::: Kutipan Teks :::
PERATURAN KEBIJAKAN DALAM HAN
Banyak
dari kita yang tidak mengetahui apakah yang dimaksud dengan beleidsregel atau
dalam bahasa Indonesia disebut dengan peraturan kebijakan. Termasuk penulis,
penulis baru mengetahui setelah mendapatkan tanggung jawab sebagai moderator
sebuah acara pelatihan bagi Pemerintah Provinsi salah satu Daerah. Sekilas
banyak yang mengira kalau beleidsregel ini sejenis atau semarga dengan
peraturan perundang-undangan lain seperti UU,PP,Perpres dan lain-lain padahal
sebenarnya tidaklah demikian. Lalu apakah yang dimaksud dengan beleidsregel
ini?
Beleidsregel atau peraturan kebijakan ini sebenarnya adalah jenis Tindak
Administrasi Negara dalam bidang hukum publik yang bersegi satu (eenzijdige
publiek rechtelijke handelingen).Ia merupakan hukum bayangan (spiegelrecht)
yang membayangi undang-undang atau hukum yang terkait pelaksanaan kebijakan (policy).
::: Data yang Diberikan :::
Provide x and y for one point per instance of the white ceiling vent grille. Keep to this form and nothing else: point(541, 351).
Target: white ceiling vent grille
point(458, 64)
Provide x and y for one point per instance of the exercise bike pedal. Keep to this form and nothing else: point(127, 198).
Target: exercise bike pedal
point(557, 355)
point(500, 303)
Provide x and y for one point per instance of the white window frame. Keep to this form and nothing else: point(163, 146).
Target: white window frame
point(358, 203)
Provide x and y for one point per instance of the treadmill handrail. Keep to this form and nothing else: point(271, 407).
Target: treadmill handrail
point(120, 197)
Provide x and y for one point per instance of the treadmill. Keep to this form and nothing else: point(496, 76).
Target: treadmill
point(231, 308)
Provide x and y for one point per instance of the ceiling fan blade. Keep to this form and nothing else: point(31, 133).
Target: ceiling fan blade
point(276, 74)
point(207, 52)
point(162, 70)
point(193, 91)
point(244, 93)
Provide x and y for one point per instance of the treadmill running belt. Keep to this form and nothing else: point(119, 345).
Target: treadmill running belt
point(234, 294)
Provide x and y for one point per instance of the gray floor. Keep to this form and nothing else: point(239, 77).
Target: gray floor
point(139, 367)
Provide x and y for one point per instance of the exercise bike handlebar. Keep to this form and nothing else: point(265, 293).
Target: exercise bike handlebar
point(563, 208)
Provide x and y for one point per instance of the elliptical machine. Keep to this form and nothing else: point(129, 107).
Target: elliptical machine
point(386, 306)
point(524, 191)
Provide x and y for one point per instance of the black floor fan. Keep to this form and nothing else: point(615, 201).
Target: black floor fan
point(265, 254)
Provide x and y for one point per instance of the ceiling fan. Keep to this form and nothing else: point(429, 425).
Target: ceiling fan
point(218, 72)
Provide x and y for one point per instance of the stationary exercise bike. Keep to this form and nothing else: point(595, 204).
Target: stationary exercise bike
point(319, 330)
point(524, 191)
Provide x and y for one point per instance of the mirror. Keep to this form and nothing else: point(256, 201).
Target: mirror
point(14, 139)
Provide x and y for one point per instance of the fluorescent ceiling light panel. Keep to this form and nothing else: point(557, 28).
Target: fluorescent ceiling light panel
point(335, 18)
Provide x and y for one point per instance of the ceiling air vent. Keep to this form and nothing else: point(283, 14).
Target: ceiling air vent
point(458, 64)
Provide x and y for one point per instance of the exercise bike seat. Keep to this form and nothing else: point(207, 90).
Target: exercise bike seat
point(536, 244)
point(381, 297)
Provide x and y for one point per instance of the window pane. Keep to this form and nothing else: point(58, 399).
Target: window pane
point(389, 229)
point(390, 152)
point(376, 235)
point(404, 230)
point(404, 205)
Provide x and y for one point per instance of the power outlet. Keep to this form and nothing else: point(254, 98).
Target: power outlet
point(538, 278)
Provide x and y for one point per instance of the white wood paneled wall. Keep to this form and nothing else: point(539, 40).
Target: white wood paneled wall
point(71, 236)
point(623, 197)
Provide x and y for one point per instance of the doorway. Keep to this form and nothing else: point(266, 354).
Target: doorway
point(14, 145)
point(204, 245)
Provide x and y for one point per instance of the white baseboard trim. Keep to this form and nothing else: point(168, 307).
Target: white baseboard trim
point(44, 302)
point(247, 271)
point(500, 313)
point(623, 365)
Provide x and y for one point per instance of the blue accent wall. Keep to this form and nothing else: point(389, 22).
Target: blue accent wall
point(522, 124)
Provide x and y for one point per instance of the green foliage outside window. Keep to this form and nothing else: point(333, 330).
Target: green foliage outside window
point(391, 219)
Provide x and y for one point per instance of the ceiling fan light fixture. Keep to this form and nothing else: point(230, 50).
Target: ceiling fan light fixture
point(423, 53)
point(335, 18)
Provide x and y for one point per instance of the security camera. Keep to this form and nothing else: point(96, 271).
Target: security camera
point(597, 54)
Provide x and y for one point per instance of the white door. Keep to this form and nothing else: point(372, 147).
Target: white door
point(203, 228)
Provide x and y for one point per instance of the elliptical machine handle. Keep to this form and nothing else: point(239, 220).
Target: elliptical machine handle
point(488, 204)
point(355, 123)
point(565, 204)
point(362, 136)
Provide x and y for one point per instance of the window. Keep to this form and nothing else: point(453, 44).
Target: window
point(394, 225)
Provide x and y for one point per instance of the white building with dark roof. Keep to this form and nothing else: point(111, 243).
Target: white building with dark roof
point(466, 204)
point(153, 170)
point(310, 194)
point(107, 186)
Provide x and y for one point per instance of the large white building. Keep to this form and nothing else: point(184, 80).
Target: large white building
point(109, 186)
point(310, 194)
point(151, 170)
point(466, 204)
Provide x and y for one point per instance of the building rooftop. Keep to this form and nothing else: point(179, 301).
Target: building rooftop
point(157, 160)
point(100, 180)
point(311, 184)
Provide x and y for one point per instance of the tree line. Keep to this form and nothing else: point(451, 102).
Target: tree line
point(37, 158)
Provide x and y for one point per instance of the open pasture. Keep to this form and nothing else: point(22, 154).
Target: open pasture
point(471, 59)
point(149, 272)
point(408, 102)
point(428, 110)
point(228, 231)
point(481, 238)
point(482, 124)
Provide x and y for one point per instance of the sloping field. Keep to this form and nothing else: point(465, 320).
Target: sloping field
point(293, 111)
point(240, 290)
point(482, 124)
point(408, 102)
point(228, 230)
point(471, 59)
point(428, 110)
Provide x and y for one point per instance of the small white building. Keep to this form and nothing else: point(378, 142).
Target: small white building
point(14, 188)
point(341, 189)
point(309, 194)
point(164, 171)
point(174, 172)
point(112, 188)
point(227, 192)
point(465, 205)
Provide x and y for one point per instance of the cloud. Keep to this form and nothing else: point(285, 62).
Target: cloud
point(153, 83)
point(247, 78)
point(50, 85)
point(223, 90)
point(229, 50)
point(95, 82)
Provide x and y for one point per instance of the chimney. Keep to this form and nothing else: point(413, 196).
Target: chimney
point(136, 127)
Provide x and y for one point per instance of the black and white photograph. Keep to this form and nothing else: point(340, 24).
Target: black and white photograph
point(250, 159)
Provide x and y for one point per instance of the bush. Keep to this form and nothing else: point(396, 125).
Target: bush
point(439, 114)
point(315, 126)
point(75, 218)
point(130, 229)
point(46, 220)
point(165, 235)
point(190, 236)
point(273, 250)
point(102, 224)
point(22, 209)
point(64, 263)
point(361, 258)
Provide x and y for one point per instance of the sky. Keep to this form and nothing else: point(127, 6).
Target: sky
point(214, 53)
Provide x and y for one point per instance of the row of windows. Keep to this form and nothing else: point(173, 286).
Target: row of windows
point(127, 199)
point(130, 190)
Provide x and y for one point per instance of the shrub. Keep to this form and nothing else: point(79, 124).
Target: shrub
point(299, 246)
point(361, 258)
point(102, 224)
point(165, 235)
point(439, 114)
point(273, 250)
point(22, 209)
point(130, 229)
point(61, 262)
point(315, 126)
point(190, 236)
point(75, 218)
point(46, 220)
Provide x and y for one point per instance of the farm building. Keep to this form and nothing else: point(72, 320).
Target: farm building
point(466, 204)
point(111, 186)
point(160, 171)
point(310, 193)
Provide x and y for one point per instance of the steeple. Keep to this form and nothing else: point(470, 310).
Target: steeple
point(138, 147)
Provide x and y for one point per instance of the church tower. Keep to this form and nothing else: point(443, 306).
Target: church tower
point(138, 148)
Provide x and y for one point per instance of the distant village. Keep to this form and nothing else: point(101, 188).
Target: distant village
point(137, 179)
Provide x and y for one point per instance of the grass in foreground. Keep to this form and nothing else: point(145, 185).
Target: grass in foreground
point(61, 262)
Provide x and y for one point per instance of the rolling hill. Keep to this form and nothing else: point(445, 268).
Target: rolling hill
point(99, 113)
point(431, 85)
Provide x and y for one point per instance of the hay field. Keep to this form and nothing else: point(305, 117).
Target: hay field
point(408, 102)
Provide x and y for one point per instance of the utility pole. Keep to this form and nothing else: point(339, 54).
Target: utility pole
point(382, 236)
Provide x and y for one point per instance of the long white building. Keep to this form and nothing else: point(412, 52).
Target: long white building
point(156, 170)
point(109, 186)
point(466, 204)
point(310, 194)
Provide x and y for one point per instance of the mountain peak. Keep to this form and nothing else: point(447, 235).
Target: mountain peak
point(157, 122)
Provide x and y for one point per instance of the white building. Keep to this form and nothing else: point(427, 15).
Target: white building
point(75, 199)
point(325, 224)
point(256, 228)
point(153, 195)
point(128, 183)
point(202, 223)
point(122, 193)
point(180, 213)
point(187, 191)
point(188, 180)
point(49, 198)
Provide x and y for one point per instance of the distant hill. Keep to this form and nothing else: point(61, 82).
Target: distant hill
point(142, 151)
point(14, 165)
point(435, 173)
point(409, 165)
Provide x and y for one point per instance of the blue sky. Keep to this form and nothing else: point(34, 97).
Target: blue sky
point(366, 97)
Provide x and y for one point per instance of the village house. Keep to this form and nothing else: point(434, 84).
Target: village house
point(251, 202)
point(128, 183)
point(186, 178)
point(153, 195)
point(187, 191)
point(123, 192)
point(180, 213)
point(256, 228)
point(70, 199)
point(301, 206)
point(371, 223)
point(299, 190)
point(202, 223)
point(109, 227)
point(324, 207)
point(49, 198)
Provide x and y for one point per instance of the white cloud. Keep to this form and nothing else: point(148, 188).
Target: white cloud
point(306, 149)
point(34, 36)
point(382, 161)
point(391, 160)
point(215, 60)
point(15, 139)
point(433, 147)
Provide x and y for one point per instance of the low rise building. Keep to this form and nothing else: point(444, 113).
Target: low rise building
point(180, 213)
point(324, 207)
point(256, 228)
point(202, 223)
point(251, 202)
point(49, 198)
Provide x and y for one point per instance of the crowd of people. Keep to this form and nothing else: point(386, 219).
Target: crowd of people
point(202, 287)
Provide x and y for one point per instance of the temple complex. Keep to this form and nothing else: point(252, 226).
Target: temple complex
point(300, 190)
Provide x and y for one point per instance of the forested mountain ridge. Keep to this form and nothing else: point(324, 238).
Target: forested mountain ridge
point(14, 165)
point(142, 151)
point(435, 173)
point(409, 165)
:::
» **Petunjuk Latihan**:
1. Dalam teks tentang beleidsregel, apa sebutan untuk beleidsregel dalam bahasa Indonesia?
2. Tulis kembali bagian teks tentang beleidsregel antara "PERATURAN KEBIJAKAN DALAM" dan "pelaksanaan kebijakan (policy).", termasuk kedua ujungnya, dengan menukar "moderator" menjadi "narasumber".
3. Lanjutkan teks tentang beleidsregel mulai sesudah kalimat terakhirnya.

» **Jawaban Tiap Tugas**:
1. Dalam bahasa Indonesia, beleidsregel disebut peraturan kebijakan.

2.
PERATURAN KEBIJAKAN DALAM HAN
Banyak
dari kita yang tidak mengetahui apakah yang dimaksud dengan beleidsregel atau
dalam bahasa Indonesia disebut dengan peraturan kebijakan. Termasuk penulis,
penulis baru mengetahui setelah mendapatkan tanggung jawab sebagai narasumber
sebuah acara pelatihan bagi Pemerintah Provinsi salah satu Daerah. Sekilas
banyak yang mengira kalau beleidsregel ini sejenis atau semarga dengan
peraturan perundang-undangan lain seperti UU,PP,Perpres dan lain-lain padahal
sebenarnya tidaklah demikian. Lalu apakah yang dimaksud dengan beleidsregel
ini?
Beleidsregel atau peraturan kebijakan ini sebenarnya adalah jenis Tindak
Administrasi Negara dalam bidang hukum publik yang bersegi satu (eenzijdige
publiek rechtelijke handelingen).Ia merupakan hukum bayangan (spiegelrecht)
yang membayangi undang-undang atau hukum yang terkait pelaksanaan kebijakan (policy).

3.
Beleidsregel berasal dari kewenangan diskresi yang pada umumnya
digunakan untuk menetapkan kebijakan pelaksanaan ketentuan undang-undang.[1]
Laica Marzuki menambahkan bahwa beleidsregel itu sendiri terdiri
dari unsur-unsur seperti berikut:
1.
Dikeluarkan
oleh badan atau pejabat tata usaha negara sebagai perwujudan freies ermessen (discretionary
power) dalam bentuk tertulis, yang setelah diumumkan keluar guna
diberlakukan kepada warga;
2.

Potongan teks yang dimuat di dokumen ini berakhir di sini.